Instruction: Which lines in the items below contain the word "concrete"? Report each such line in full, and treat case as significant.

Records to use:
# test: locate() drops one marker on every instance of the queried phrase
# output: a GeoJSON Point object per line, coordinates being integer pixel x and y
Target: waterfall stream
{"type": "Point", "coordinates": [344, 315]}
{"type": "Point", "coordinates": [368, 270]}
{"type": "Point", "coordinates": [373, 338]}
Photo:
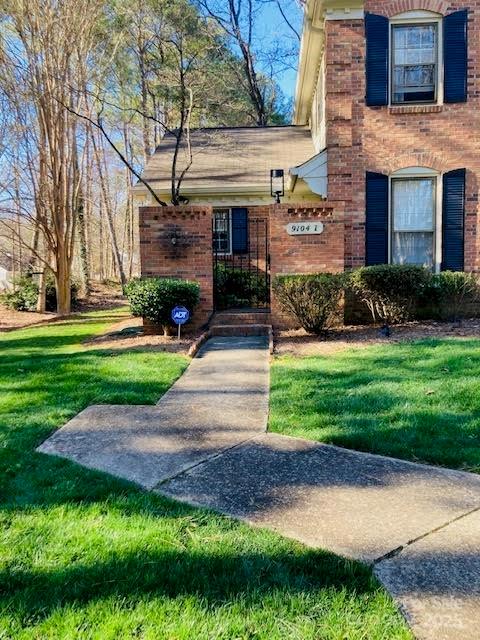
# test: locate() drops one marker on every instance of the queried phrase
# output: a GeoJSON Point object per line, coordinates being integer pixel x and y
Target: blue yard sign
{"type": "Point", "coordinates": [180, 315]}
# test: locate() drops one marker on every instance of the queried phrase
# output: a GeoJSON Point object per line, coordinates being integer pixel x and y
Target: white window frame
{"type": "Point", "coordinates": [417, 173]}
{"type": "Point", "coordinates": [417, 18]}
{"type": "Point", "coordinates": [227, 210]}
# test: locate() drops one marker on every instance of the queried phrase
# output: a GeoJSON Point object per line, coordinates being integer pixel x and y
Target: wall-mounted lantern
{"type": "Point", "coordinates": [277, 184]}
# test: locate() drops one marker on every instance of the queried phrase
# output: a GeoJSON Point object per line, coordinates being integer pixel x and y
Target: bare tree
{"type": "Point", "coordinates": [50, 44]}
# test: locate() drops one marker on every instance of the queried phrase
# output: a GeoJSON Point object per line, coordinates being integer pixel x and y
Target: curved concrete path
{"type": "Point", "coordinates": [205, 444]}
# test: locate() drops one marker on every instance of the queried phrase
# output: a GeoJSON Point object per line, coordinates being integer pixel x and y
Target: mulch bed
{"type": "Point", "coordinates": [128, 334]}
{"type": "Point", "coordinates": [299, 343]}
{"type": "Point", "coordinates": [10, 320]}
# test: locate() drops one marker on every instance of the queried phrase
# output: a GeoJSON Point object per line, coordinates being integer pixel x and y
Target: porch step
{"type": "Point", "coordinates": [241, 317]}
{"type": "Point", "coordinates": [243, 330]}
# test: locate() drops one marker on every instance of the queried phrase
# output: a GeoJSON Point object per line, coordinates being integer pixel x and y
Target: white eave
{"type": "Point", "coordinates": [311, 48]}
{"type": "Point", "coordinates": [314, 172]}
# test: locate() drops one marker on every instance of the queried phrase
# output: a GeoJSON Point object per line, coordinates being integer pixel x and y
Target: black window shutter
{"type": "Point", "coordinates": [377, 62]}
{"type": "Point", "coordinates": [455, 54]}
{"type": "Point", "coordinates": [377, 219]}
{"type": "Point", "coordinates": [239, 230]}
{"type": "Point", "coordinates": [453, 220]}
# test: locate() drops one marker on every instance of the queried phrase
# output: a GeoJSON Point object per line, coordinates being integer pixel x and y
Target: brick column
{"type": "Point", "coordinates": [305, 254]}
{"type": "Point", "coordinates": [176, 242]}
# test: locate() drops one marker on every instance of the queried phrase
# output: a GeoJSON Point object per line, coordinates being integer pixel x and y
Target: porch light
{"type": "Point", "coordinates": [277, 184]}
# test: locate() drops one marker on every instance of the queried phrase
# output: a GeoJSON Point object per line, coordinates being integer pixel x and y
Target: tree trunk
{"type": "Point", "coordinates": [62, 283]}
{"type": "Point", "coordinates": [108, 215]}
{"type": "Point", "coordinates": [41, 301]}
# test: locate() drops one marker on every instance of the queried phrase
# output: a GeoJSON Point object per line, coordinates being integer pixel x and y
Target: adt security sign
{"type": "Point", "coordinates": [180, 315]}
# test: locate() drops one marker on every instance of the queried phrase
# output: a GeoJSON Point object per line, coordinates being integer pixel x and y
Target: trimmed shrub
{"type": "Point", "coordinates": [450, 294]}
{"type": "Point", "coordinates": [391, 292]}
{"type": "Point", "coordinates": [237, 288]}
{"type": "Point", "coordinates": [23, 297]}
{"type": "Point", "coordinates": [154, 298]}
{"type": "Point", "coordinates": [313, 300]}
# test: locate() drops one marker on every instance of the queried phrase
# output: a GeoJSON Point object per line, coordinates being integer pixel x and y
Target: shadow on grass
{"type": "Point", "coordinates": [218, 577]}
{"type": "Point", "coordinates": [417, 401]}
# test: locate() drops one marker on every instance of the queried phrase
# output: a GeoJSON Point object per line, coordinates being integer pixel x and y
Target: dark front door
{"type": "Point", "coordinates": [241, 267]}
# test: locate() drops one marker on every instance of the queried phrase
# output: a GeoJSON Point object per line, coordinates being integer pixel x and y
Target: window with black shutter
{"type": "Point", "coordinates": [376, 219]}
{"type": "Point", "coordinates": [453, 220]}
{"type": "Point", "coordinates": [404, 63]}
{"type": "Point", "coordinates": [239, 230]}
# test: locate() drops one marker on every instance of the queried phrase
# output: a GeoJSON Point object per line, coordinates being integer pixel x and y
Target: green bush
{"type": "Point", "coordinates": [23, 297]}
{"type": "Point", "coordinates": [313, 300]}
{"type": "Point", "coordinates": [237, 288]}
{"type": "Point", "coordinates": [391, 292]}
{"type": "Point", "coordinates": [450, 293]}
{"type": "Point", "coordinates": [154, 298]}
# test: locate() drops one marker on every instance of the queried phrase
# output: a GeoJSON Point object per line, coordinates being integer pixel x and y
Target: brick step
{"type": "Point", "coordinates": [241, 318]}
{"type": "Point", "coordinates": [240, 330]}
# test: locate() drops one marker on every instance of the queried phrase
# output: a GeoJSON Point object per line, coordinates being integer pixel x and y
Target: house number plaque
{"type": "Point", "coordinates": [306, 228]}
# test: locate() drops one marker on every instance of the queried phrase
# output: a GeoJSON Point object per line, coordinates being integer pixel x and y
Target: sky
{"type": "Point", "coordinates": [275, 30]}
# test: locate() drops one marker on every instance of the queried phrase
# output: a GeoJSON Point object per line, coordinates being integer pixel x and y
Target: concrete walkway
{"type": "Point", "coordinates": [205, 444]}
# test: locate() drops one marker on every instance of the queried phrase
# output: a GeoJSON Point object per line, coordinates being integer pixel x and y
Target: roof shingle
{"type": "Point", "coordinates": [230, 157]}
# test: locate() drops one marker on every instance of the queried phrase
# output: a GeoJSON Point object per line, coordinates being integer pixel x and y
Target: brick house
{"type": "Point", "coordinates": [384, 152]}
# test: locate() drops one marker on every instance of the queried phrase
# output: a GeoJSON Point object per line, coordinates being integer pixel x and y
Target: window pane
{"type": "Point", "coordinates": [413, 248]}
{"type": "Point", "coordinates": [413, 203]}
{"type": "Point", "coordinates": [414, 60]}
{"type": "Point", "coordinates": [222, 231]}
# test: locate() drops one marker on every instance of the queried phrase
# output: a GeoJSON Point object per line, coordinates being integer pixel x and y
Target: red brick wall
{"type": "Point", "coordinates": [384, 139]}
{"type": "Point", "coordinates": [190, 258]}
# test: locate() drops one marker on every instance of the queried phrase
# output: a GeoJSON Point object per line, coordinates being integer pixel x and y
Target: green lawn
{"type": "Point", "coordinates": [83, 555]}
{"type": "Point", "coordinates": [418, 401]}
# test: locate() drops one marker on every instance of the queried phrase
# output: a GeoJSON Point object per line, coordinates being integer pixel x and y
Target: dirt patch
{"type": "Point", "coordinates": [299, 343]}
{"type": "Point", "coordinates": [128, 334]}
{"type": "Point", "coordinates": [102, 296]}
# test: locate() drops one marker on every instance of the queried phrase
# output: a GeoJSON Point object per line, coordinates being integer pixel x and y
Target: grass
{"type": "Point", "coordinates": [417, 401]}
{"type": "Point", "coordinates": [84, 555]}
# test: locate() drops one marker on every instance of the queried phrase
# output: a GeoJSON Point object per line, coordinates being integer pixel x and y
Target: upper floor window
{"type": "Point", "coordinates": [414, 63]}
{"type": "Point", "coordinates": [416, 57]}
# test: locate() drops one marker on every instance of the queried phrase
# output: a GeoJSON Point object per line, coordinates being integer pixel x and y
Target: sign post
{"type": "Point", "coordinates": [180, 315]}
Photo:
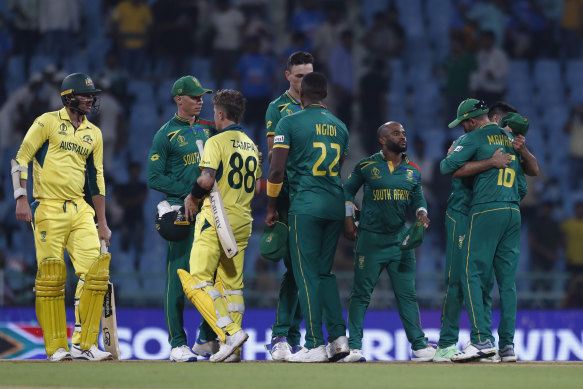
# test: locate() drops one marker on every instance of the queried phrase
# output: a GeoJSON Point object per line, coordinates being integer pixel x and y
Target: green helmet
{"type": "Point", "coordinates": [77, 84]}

Result:
Target: curved concrete path
Target: concrete walkway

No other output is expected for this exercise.